* _Your assignment_
Each line below that holds the word "vest" counts toward the answer; reply with the total number only.

* _Source information_
[Start of Attachment]
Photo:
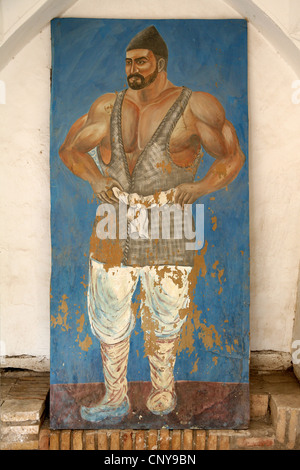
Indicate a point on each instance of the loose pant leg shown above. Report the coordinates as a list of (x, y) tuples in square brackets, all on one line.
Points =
[(165, 298), (109, 301)]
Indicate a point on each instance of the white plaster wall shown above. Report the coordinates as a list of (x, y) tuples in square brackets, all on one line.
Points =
[(25, 194)]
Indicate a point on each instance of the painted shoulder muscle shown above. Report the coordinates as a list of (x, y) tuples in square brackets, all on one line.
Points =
[(102, 107), (206, 108)]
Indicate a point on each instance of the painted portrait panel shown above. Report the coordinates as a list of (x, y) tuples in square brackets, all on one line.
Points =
[(150, 224)]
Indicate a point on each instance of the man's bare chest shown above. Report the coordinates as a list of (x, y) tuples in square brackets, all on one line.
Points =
[(140, 125)]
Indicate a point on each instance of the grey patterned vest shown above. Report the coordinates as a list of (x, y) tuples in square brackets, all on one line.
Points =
[(154, 171)]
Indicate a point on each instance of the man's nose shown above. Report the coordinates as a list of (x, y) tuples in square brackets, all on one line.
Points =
[(134, 68)]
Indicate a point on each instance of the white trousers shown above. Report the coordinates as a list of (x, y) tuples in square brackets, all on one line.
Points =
[(165, 294)]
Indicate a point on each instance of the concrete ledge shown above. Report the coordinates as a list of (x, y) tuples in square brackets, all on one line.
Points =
[(274, 424)]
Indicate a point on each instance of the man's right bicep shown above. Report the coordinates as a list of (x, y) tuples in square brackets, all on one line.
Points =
[(89, 137)]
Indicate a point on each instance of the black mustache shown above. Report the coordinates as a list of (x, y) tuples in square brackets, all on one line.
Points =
[(135, 75)]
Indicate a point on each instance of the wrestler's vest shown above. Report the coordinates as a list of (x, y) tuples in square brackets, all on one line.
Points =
[(154, 171)]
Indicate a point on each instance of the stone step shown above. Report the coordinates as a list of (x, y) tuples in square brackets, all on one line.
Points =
[(260, 435), (274, 406)]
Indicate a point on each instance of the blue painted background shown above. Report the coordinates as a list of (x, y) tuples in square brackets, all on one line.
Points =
[(88, 59)]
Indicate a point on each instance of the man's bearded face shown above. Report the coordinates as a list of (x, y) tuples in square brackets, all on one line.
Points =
[(141, 68)]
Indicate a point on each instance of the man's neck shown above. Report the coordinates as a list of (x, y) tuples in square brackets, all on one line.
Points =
[(152, 92)]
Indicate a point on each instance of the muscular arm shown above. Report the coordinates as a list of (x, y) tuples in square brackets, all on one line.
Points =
[(219, 139), (84, 135)]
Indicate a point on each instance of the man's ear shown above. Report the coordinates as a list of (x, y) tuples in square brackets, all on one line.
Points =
[(161, 64)]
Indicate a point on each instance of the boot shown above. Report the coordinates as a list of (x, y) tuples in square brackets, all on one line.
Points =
[(115, 403), (162, 399)]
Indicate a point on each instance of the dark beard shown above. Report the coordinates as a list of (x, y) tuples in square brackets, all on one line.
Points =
[(141, 82)]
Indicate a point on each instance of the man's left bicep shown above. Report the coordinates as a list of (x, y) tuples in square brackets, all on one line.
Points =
[(218, 142)]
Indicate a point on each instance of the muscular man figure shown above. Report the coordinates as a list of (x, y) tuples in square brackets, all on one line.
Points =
[(147, 139)]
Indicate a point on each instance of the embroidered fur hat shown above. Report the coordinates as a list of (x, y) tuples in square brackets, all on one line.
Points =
[(149, 39)]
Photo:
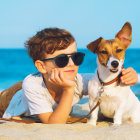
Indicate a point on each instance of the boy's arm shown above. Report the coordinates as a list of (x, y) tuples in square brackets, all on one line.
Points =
[(129, 76), (63, 109)]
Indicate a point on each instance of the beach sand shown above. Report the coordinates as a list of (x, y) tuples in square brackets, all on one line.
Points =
[(78, 131)]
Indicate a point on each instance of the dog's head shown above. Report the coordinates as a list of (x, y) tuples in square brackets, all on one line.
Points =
[(111, 53)]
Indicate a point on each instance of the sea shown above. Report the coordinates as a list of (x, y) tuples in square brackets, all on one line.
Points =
[(15, 65)]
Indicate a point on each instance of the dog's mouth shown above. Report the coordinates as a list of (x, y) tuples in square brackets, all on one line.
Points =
[(113, 70)]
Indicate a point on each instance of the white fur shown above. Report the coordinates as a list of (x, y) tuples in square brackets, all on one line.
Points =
[(117, 102)]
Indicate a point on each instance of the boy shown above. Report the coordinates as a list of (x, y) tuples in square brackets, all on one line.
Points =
[(51, 93)]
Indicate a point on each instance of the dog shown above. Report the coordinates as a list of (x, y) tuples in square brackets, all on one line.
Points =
[(117, 101)]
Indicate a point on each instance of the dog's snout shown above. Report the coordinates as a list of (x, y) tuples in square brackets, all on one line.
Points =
[(114, 64)]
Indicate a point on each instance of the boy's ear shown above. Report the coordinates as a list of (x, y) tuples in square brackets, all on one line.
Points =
[(93, 46), (40, 66), (125, 34)]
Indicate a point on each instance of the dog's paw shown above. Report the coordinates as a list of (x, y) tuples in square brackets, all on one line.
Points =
[(92, 122)]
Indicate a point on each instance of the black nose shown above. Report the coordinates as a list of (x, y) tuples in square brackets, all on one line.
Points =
[(114, 64)]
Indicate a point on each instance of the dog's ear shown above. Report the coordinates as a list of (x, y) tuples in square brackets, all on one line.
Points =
[(125, 34), (93, 46)]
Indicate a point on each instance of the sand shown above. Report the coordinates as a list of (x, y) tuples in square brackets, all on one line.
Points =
[(78, 131)]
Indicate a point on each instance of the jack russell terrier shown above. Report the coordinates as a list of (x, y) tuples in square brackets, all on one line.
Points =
[(117, 101)]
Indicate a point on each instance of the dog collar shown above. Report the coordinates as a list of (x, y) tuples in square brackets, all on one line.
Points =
[(111, 82)]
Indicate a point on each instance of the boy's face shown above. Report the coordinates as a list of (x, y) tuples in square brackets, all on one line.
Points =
[(70, 70)]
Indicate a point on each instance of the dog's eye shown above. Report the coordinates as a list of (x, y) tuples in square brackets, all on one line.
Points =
[(103, 52), (118, 50)]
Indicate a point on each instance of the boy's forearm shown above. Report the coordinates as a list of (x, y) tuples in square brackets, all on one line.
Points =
[(63, 109)]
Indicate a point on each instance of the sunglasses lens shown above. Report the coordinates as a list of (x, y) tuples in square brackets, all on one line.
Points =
[(78, 58), (61, 60)]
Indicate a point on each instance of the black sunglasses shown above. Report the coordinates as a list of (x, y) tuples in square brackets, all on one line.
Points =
[(63, 59)]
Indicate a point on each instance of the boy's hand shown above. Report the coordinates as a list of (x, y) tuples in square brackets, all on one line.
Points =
[(129, 76), (57, 77)]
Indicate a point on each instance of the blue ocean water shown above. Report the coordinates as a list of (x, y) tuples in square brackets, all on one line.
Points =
[(15, 65)]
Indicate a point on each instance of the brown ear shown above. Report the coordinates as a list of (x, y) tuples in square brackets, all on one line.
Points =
[(125, 34), (93, 46)]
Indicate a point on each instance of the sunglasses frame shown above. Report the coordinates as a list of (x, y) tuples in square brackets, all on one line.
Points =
[(68, 55)]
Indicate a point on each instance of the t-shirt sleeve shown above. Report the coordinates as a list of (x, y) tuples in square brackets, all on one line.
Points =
[(35, 98), (84, 79)]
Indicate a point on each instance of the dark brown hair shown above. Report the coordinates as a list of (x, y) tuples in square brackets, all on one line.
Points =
[(48, 41)]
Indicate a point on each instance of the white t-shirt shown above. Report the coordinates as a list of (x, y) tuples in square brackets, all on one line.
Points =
[(34, 98)]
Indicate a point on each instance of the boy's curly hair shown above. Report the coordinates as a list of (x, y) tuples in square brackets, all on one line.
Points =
[(48, 41)]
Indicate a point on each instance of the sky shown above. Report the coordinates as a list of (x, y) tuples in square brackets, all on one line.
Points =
[(87, 20)]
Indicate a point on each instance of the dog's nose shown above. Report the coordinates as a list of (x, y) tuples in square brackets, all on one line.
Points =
[(114, 64)]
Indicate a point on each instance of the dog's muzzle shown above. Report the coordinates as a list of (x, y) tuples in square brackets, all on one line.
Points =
[(114, 64)]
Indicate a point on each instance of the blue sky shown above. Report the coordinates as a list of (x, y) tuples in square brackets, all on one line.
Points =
[(85, 19)]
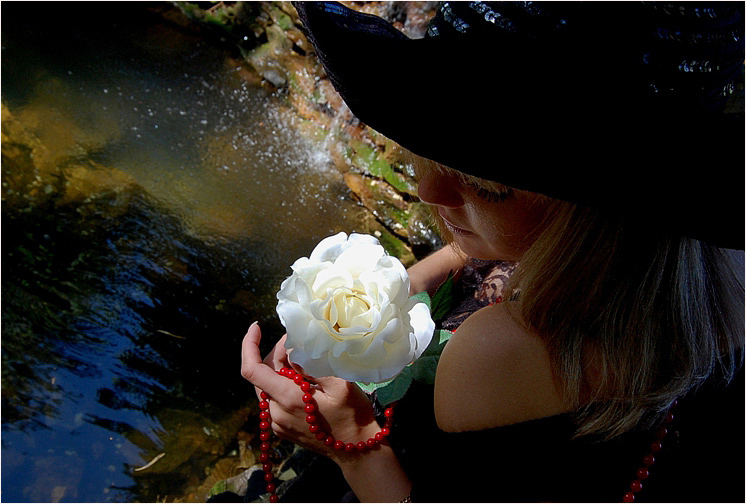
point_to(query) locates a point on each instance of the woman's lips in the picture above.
(454, 228)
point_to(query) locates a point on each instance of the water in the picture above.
(173, 200)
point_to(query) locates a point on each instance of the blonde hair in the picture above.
(633, 319)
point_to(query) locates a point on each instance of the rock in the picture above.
(385, 203)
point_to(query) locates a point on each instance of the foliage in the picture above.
(423, 369)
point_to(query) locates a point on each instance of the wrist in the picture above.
(365, 472)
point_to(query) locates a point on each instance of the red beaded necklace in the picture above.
(643, 472)
(313, 427)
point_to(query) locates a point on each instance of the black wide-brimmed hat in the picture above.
(619, 106)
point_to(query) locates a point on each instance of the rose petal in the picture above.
(361, 258)
(331, 278)
(295, 319)
(421, 323)
(317, 343)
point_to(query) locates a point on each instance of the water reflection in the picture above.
(162, 206)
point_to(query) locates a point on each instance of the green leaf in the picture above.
(396, 389)
(442, 299)
(368, 388)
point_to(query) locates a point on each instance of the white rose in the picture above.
(347, 312)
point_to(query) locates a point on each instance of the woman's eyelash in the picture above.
(488, 195)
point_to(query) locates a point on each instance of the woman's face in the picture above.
(486, 224)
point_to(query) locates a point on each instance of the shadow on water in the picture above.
(160, 208)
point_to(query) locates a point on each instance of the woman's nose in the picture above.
(440, 189)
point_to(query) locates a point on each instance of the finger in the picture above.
(255, 371)
(278, 357)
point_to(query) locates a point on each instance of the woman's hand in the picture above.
(342, 408)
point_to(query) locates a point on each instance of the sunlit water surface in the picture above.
(123, 312)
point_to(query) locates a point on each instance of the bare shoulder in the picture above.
(493, 373)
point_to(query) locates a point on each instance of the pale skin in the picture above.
(508, 378)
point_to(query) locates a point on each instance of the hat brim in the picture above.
(561, 120)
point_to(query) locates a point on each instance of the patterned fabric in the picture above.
(480, 285)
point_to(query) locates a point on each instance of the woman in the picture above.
(595, 312)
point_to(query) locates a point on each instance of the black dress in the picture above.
(702, 459)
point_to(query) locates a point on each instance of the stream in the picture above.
(171, 198)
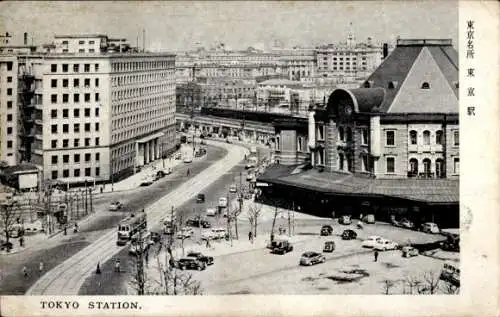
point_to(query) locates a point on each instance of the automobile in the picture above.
(405, 223)
(371, 241)
(190, 263)
(430, 227)
(208, 260)
(345, 220)
(408, 251)
(349, 234)
(200, 198)
(211, 212)
(282, 247)
(223, 202)
(310, 258)
(384, 245)
(233, 188)
(116, 205)
(185, 233)
(326, 230)
(329, 246)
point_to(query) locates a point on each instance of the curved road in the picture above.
(68, 277)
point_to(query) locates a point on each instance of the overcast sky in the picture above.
(178, 25)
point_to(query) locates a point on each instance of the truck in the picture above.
(131, 225)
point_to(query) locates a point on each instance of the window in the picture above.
(439, 137)
(364, 136)
(413, 137)
(456, 165)
(389, 162)
(389, 138)
(427, 137)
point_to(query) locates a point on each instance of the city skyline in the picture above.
(207, 23)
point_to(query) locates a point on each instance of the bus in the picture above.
(129, 226)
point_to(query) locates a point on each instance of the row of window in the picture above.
(76, 68)
(54, 144)
(76, 83)
(76, 172)
(76, 113)
(76, 98)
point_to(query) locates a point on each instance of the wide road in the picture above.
(68, 277)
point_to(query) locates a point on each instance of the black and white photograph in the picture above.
(232, 148)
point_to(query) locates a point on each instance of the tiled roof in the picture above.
(425, 190)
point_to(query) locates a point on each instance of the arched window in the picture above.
(427, 137)
(439, 168)
(413, 137)
(413, 167)
(427, 166)
(341, 133)
(439, 137)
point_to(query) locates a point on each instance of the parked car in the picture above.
(430, 227)
(223, 202)
(329, 246)
(384, 245)
(370, 242)
(349, 234)
(200, 198)
(233, 188)
(211, 212)
(116, 205)
(208, 260)
(282, 247)
(310, 258)
(326, 230)
(190, 263)
(345, 220)
(408, 251)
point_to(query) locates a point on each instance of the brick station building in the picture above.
(389, 147)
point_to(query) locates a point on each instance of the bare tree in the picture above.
(254, 213)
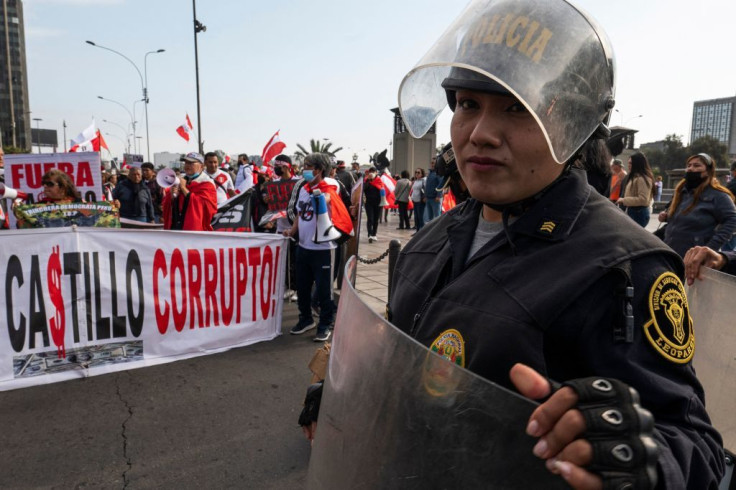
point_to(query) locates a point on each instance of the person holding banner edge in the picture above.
(191, 203)
(536, 277)
(313, 264)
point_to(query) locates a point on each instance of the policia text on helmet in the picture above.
(531, 84)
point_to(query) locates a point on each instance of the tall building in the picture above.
(15, 117)
(716, 118)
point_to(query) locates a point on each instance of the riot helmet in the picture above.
(549, 54)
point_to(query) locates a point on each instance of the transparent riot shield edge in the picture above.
(714, 361)
(395, 415)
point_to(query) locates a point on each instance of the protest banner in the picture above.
(234, 214)
(277, 196)
(80, 302)
(24, 171)
(101, 214)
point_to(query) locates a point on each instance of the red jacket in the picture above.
(197, 208)
(338, 212)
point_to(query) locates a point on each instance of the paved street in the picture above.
(221, 421)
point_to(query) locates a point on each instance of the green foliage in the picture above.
(315, 146)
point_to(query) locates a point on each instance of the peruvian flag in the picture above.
(185, 129)
(389, 184)
(272, 148)
(93, 144)
(87, 135)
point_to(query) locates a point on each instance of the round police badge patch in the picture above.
(670, 331)
(439, 377)
(451, 346)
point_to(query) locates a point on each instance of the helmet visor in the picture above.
(547, 53)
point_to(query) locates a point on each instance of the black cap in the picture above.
(462, 78)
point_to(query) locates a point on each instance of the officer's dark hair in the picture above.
(320, 161)
(593, 157)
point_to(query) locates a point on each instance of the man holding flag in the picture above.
(190, 204)
(314, 260)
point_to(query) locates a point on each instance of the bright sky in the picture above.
(327, 68)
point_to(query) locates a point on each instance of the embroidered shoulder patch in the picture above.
(547, 227)
(439, 377)
(451, 346)
(670, 330)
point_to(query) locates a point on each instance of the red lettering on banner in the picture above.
(266, 296)
(254, 260)
(84, 175)
(32, 173)
(159, 265)
(227, 310)
(177, 264)
(241, 279)
(274, 289)
(57, 322)
(195, 284)
(210, 287)
(204, 284)
(67, 168)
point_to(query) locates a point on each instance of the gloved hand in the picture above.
(591, 431)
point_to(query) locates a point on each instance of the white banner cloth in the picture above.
(79, 302)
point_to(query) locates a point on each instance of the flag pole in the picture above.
(198, 27)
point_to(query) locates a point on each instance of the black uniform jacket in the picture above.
(551, 292)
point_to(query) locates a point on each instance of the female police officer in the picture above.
(538, 276)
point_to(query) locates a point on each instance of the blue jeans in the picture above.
(418, 214)
(640, 214)
(315, 267)
(432, 209)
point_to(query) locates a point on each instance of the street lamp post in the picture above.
(145, 96)
(132, 119)
(144, 83)
(38, 132)
(198, 27)
(125, 132)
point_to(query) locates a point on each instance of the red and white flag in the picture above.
(94, 144)
(389, 184)
(273, 148)
(185, 129)
(86, 135)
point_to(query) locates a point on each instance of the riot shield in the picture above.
(711, 308)
(396, 415)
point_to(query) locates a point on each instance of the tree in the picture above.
(713, 147)
(316, 147)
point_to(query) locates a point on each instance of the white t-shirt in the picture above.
(244, 179)
(308, 222)
(225, 184)
(283, 223)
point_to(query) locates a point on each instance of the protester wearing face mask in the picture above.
(190, 204)
(314, 257)
(702, 211)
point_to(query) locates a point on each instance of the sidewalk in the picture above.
(372, 279)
[End of Attachment]
* _Answer box_
2